Task details. Please output the material below as a numbered list with no blank lines, and leave the pictures out.
━━━━
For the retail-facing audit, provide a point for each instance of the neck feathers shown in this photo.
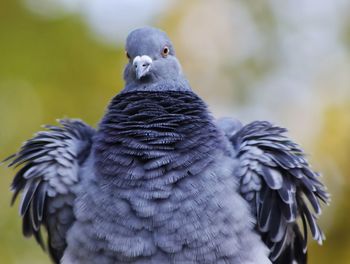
(146, 135)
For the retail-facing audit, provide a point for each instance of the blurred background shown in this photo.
(283, 61)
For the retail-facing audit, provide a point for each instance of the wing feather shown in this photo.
(286, 188)
(50, 163)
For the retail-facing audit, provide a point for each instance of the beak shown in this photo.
(142, 65)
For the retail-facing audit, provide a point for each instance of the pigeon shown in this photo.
(162, 181)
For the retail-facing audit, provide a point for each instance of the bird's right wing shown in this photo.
(277, 181)
(50, 163)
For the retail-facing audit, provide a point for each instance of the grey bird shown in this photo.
(161, 181)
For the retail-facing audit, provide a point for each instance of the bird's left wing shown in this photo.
(50, 163)
(279, 184)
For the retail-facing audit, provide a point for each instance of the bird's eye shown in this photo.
(165, 51)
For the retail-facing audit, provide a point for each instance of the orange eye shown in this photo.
(165, 51)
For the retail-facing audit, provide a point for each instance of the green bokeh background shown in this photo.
(54, 68)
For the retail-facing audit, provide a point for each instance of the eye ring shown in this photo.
(165, 51)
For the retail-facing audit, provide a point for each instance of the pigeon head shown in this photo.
(151, 58)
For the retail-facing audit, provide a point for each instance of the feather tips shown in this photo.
(48, 161)
(287, 184)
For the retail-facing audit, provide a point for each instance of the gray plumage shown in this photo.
(161, 181)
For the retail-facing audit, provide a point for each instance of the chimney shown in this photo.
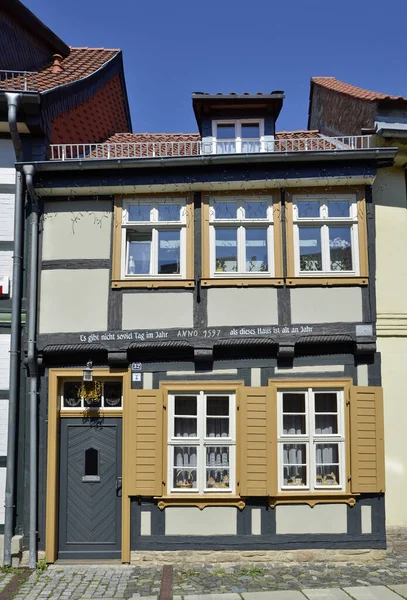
(57, 63)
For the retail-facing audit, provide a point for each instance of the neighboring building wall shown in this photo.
(389, 193)
(94, 120)
(339, 114)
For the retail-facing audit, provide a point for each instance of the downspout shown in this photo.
(15, 333)
(29, 171)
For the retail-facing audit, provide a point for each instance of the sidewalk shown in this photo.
(386, 580)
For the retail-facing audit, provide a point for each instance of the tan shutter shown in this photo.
(256, 434)
(367, 445)
(144, 447)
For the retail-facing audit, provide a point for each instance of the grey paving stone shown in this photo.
(399, 588)
(276, 595)
(372, 592)
(325, 594)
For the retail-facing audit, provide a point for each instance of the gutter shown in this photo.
(387, 154)
(15, 333)
(29, 172)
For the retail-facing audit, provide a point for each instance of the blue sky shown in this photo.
(172, 48)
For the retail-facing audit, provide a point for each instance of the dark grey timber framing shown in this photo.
(268, 539)
(88, 263)
(200, 293)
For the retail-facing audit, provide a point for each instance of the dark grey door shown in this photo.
(90, 488)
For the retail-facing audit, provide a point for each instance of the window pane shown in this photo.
━━━━
Written response.
1. For the retail-facing audit, provide a point for each instance of the neck feathers shown in this photo.
2. (146, 135)
3. For the retail-facing audit, provide a point for each instance of the blurred background shown in this photo.
4. (283, 61)
5. For the retail-facing audit, provide a point for each instance of the wing feather shown in this photo.
6. (286, 188)
7. (50, 163)
8. For the retail-facing audit, provide a point for each instance of the beak shown in this photo.
9. (142, 65)
10. For the retail-facing audit, provide a point for each instance of the pigeon shown in this photo.
11. (162, 181)
12. For the retail-facing audit, provide a point for each instance of the bird's right wing shown in this photo.
13. (277, 181)
14. (50, 163)
15. For the retail-facing audit, provide a point for each instance of the grey bird shown in this photo.
16. (161, 181)
17. For the retail-facing audit, provide a point for each instance of the bird's left wing shown in this photo.
18. (50, 163)
19. (279, 184)
20. For the retail-facing audit, provide a point for each instance of the bird's eye shown in this photo.
21. (165, 51)
22. For the retail-facing audit, provide a point for each instance of the orange eye shown in this photo.
23. (165, 51)
24. For the retail-facing audit, provide a point for each instance of the green bokeh background shown in this photo.
25. (54, 68)
26. For the retail-facing audit, provide a point for each instance of the eye ring shown in this photo.
27. (165, 51)
28. For the retail-facing audit, provide a point for each instance of the pigeon head shown in this photo.
29. (151, 58)
30. For the retail-facing audit, provide a point for each instance of the feather tips shown in this photo.
31. (48, 161)
32. (287, 184)
33. For the retail-facing audit, provide a point for each instance of the gray plumage shown in this photo.
34. (161, 181)
35. For the retail-facing audit, provide a point for each instance of the chimney shown in this photo.
36. (57, 63)
37. For the retail-facing audit, provide a point for each instance of the neighboring building wall shown in this photo.
38. (389, 193)
39. (94, 120)
40. (339, 114)
41. For the retail-facing audit, provide a point for each instance of the downspout shown in this photo.
42. (15, 333)
43. (29, 171)
44. For the retail-facing audit, provide a point for each instance of the sidewalk shown in this photo.
45. (386, 580)
46. For the retail-facing audit, provide a point for each instance of the tan shutter shown in this photo.
47. (256, 434)
48. (367, 445)
49. (144, 447)
50. For the retail-facing audit, provide a point for each instance of the grey paving stone shown in this photo.
51. (399, 588)
52. (276, 595)
53. (372, 592)
54. (325, 594)
55. For the retail-facing audit, provide a point for each instance of the gutter shown in this photo.
56. (387, 154)
57. (15, 333)
58. (29, 172)
59. For the retail-facing audit, provide a point for each instance of the blue sky shown in this photo.
60. (172, 48)
61. For the retail-facing audit, provide a point for each instance of the dark grey timber framing shown in this photo.
62. (268, 539)
63. (88, 263)
64. (200, 293)
65. For the retail-facing audit, provide a point for each instance of the dark grey door shown in this photo.
66. (90, 488)
67. For the retail-facing audit, provide a point for each instance of the window pane shown in this photo.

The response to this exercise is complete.